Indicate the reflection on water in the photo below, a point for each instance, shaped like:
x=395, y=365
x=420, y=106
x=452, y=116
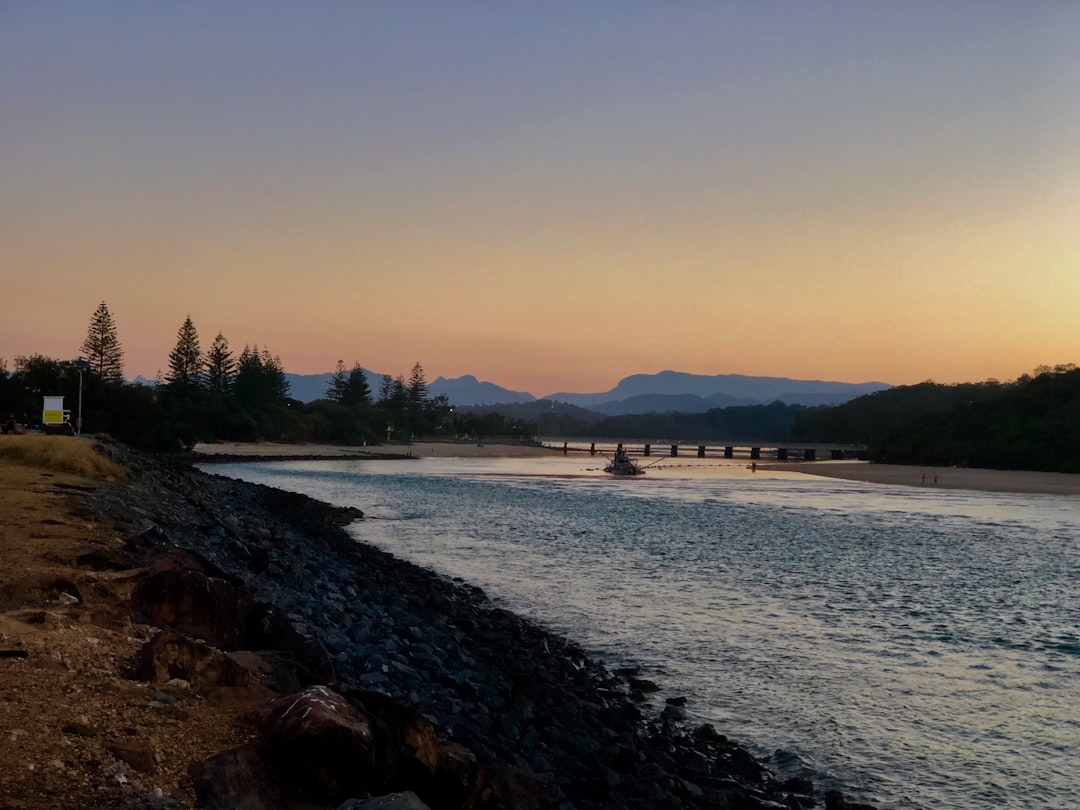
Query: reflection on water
x=919, y=646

---

Task details:
Copy the records above word for word, leaving out the pictures.

Task response:
Indicate the reflection on water in the photo below, a point for each instance, shaped like:
x=395, y=365
x=420, y=106
x=452, y=116
Query: reflection on water
x=919, y=646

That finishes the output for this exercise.